_RECORDS SUPPLIED_
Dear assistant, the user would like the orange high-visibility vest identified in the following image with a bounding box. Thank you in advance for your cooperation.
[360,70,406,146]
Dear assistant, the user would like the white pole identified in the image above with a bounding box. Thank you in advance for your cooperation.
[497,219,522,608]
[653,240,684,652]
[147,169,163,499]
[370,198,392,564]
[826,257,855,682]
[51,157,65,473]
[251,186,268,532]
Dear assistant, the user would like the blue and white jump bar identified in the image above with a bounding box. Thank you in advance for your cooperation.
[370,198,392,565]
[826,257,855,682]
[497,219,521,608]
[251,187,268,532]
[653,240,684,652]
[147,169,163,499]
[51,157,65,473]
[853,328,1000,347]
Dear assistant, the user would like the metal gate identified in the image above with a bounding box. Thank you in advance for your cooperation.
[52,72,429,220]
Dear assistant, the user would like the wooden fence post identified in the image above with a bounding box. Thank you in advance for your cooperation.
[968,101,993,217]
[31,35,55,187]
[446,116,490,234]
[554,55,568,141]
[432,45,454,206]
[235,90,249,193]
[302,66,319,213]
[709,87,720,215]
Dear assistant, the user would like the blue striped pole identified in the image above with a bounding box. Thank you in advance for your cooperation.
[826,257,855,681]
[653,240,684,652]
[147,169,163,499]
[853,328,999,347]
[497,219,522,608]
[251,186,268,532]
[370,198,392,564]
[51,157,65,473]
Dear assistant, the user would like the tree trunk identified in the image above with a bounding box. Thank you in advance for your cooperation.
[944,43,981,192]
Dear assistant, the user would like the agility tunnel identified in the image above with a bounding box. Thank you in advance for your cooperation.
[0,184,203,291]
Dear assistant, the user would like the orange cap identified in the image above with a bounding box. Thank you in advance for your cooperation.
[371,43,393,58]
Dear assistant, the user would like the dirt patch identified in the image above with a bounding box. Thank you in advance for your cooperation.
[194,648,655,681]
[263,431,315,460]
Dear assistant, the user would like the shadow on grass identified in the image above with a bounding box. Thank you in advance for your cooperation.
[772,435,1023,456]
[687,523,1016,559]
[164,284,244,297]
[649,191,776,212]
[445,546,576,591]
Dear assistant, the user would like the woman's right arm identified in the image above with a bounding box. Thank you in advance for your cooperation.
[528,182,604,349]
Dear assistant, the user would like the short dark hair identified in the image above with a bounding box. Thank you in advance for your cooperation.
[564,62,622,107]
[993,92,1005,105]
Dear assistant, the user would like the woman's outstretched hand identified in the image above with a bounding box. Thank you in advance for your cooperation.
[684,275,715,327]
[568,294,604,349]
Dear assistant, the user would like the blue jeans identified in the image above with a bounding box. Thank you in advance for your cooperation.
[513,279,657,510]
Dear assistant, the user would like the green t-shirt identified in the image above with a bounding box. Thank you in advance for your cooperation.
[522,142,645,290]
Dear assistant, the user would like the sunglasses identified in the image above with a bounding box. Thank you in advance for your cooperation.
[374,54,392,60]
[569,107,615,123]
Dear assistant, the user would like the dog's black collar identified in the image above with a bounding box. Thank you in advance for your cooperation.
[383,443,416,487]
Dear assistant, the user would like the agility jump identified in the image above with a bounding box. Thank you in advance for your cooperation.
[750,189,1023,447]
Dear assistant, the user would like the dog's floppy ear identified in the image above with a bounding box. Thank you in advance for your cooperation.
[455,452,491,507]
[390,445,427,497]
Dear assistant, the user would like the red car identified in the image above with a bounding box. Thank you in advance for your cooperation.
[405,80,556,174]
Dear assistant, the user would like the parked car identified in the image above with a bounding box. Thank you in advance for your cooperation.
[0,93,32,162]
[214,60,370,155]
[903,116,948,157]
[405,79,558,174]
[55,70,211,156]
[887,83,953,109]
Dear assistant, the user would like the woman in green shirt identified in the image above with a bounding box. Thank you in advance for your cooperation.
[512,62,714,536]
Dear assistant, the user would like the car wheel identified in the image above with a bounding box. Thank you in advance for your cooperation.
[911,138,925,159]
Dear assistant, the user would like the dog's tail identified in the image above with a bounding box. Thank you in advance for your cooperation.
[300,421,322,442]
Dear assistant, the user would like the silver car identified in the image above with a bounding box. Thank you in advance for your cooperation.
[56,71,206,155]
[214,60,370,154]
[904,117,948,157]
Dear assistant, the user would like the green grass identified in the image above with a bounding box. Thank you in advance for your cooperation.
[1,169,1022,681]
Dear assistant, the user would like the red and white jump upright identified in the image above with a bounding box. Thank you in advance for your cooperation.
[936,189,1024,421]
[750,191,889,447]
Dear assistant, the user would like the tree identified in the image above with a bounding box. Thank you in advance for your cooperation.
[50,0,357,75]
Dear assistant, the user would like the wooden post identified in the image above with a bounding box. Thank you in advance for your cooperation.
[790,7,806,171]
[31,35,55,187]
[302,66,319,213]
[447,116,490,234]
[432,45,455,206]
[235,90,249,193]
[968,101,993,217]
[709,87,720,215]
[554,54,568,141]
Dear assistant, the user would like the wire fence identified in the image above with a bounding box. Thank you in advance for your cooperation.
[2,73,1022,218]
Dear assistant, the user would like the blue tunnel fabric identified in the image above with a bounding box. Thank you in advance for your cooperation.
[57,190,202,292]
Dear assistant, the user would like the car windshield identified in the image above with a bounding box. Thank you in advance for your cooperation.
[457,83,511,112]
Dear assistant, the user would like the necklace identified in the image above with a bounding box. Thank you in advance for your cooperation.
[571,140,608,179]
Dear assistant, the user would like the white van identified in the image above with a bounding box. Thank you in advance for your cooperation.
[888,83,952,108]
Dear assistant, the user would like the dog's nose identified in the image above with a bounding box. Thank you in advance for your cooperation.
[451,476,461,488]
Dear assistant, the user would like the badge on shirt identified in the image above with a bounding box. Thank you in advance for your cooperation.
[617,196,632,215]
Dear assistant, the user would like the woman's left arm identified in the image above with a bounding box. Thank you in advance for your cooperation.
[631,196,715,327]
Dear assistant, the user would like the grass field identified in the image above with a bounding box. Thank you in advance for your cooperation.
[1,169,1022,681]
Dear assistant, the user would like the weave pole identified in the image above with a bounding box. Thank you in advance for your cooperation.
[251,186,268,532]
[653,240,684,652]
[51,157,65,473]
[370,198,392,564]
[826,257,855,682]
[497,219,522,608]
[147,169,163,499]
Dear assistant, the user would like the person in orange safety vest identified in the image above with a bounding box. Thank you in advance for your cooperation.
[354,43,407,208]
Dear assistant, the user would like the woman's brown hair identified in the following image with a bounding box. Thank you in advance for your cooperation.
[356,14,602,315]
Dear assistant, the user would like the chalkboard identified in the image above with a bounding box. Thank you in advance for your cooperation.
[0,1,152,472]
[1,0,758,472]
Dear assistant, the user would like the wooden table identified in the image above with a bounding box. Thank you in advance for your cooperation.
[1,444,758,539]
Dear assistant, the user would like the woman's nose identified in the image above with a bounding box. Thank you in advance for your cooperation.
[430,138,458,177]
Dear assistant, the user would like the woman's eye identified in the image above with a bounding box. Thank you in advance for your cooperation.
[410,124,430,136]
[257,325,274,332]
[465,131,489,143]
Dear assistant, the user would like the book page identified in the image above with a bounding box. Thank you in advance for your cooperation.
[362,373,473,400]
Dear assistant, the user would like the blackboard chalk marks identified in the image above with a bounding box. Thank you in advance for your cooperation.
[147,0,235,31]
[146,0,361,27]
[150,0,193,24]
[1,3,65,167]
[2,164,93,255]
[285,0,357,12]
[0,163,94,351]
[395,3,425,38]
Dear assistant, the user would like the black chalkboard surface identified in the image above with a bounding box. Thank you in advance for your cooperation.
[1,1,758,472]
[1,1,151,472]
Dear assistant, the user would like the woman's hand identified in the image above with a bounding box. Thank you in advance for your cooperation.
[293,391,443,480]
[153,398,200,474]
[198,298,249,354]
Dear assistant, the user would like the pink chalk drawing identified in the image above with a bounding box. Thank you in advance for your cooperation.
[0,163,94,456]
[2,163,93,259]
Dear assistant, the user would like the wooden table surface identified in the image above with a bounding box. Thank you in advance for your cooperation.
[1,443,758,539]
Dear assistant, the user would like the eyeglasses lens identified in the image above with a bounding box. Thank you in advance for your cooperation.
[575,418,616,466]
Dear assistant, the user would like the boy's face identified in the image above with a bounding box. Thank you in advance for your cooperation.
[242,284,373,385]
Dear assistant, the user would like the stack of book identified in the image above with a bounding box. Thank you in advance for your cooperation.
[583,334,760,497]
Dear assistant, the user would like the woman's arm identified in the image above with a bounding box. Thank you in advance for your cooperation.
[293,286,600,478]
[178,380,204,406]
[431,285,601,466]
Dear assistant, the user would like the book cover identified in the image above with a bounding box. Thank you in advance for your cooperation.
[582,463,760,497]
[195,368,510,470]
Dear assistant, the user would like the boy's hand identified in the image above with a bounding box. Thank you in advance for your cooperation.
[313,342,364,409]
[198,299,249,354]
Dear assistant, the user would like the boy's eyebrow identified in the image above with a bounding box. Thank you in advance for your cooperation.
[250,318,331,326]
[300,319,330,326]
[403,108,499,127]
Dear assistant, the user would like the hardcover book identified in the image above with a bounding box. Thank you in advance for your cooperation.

_TASK BRIEF_
At the line containing "Dear assistant, the user would like the pink", start transcribing exactly, and continue through the last line of the listing. Stop there and add nothing.

_TASK OUTPUT_
Dear assistant, the user would like the pink chalk drawing identified in the image above with a bounding box. Thank you in advance for your cooperation.
[0,163,94,456]
[2,163,93,259]
Dear assistant, the user would like the wooden table surface identified in the image above with a bounding box. Thank you in advance for your cooperation.
[1,443,758,539]
Dear assistant, the user would like the eyeglasses lens identified in the image above with a bounding box. Thank you in advance for your cooperation.
[575,418,616,466]
Dear assistant, the user would like the boy's face identified in the image above with a bounding box. Thank you in advance for your cooperation.
[242,284,373,385]
Dear assistant, the user would like the stack of book identified in the image above with a bounding box. Thank you in advance for your cooperation.
[583,334,760,497]
Dear assistant, the user would like the woman's arm identified in the image above with a bounding box. Thank you in advance for your cooperation.
[293,286,600,478]
[178,380,204,406]
[431,285,601,466]
Dear assistant, the user would like the book cover identified in the image above with a bounding box. Thank you in advance for your cooperation.
[582,463,760,497]
[195,368,510,470]
Dear assistant, the user would like the boy's hand identified in the image above with a bounding box. Thank you in advance for your cooperation.
[313,342,364,409]
[198,299,249,354]
Dear assistant, the user would like the boy's eyebrow identified in the image above with a bounding box. Thank you in advance for your cooperation.
[250,318,331,326]
[300,319,330,326]
[403,108,499,127]
Dear assistant, the user would like the hardcover book identified in the image above with a bounding box. Thank you in advance for your cooperation.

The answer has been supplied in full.